▸ **Task details**
Output all records precisely as written.

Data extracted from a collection
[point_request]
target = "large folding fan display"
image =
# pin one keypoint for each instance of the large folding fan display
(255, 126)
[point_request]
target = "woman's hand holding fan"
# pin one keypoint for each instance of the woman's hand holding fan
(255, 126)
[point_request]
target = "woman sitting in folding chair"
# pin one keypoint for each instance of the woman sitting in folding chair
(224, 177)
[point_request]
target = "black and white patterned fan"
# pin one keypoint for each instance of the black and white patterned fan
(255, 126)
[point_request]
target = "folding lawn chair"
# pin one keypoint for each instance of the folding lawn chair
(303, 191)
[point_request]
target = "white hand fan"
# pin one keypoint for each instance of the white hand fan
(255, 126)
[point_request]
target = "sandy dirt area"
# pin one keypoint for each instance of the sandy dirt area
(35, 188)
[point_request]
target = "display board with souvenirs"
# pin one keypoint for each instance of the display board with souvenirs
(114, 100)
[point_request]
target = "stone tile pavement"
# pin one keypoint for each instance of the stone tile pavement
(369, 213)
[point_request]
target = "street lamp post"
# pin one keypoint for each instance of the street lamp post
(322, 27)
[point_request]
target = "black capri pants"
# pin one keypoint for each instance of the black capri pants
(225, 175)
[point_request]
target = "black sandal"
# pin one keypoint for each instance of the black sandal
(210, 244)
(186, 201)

▸ **Solution for this exercise**
[point_request]
target = "large folding fan display"
image =
# pin one keypoint for each instance of the large folding fan display
(255, 126)
[point_request]
target = "woman's hand holding fan"
# pin one keypoint for each instance of the woman's hand holding fan
(255, 126)
[point_request]
target = "woman sitting in folding chair"
# pin one keypoint for each instance of the woman sitting in folding chair
(224, 177)
[point_request]
target = "black and white patterned fan"
# pin one keypoint for each instance of the black and white patterned fan
(255, 126)
[point_request]
target = "folding lawn chair"
# pin one keypoint for each instance of the folding lawn chair
(303, 191)
[point_request]
target = "white hand fan"
# pin one keypoint for each instance of the white hand fan
(255, 126)
[point_request]
target = "sandy dirt area"
# pin one keypoint for each instance of the sandy dirt area
(35, 188)
[point_request]
target = "display board with souvenirs"
# pin one keypoint for each instance of the display board with souvenirs
(114, 100)
[point_request]
target = "stone tile pavement"
# pin one keypoint for each instance of the stone tile pavement
(369, 213)
[point_request]
target = "street lamp post"
# pin one keypoint for each instance of the street lamp post
(322, 27)
[point_request]
target = "black capri pants"
# pin one keypoint for each instance of the black capri pants
(225, 175)
[point_request]
target = "black sandal"
# pin one keypoint for each instance of the black sandal
(210, 244)
(186, 201)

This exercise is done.